* Task prompt
Reproduce the data below word for word, starting at its very first line and ending at the line that contains "pixel 73 228", including both of those lines. Leave the pictures out of your copy.

* Data rows
-- START --

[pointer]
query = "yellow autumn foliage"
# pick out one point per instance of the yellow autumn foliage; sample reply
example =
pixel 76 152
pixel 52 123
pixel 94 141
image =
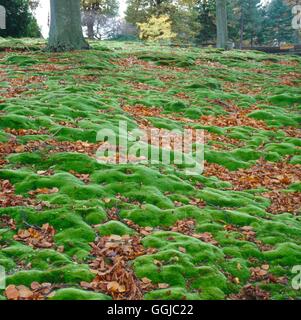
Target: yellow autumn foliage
pixel 156 28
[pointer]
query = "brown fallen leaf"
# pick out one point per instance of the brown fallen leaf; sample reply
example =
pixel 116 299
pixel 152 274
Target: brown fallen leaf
pixel 12 293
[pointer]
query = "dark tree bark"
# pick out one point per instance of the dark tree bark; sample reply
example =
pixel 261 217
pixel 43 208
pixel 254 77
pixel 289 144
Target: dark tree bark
pixel 222 24
pixel 65 26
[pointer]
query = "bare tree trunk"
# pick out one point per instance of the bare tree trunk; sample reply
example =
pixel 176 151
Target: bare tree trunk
pixel 65 26
pixel 242 26
pixel 222 24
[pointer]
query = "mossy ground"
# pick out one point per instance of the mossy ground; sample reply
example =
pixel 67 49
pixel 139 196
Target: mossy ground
pixel 247 102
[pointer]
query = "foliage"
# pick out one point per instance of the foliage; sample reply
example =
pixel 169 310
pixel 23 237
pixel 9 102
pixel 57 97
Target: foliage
pixel 99 14
pixel 156 28
pixel 181 13
pixel 19 20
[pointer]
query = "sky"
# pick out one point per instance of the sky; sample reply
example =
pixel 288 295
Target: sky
pixel 42 14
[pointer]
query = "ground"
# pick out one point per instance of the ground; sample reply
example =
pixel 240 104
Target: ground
pixel 73 228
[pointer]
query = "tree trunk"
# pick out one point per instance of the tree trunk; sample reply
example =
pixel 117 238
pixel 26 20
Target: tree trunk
pixel 90 24
pixel 242 27
pixel 222 24
pixel 65 26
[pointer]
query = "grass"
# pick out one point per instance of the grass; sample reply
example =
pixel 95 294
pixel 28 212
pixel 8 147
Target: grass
pixel 247 102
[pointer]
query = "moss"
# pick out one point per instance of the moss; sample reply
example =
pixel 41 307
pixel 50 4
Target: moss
pixel 71 107
pixel 77 294
pixel 285 254
pixel 171 294
pixel 285 99
pixel 233 160
pixel 72 274
pixel 114 227
pixel 75 241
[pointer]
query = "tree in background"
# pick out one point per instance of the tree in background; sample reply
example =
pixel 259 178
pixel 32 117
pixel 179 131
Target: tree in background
pixel 156 29
pixel 96 13
pixel 19 20
pixel 65 26
pixel 277 25
pixel 221 24
pixel 181 13
pixel 297 33
pixel 33 4
pixel 206 10
pixel 245 21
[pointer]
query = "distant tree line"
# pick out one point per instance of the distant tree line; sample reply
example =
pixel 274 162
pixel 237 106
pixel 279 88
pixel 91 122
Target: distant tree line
pixel 20 21
pixel 249 22
pixel 191 21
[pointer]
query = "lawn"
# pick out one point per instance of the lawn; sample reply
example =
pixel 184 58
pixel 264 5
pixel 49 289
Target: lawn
pixel 74 228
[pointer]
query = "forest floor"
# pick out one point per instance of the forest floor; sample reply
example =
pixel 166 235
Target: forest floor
pixel 74 228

-- END --

* Finished exercise
[pointer]
query = "yellow autumn foliage"
# pick out one point per instance of the yellow autumn foliage; sample reply
example =
pixel 76 152
pixel 52 123
pixel 94 141
image =
Target: yellow autumn foliage
pixel 156 28
[pointer]
query = "brown fallen leaf"
# pick out one point per instance of the brown fallen leaf; sample reply
example =
pixel 116 299
pixel 152 274
Target: brown fallen leaf
pixel 12 293
[pointer]
query = "dark tree bark"
# pick out one point per instance of the dark tree bark; sample reply
example =
pixel 261 217
pixel 43 208
pixel 254 77
pixel 289 144
Target: dark tree bark
pixel 222 24
pixel 65 26
[pointer]
query = "bare tree trunk"
# pick out one point per instance of the bare tree trunk; sample reply
example =
pixel 176 151
Target: bare tree trunk
pixel 65 26
pixel 242 26
pixel 222 24
[pointer]
query = "mossy ground"
# pick out one point per instance of the mossy ground; sample reply
example =
pixel 67 49
pixel 139 196
Target: mossy ground
pixel 247 102
[pointer]
query = "foliage"
# pick out one point per instance of the foliage; sample reply
example =
pixel 169 310
pixel 23 237
pixel 9 102
pixel 57 97
Target: foliage
pixel 99 14
pixel 156 28
pixel 181 13
pixel 19 20
[pointer]
query = "sky"
# pick out one point per instance of the sky; sample reply
example =
pixel 288 295
Target: sky
pixel 42 14
[pointer]
query = "ground"
# pick out one point per instance of the ground; sample reply
example =
pixel 240 104
Target: ground
pixel 73 228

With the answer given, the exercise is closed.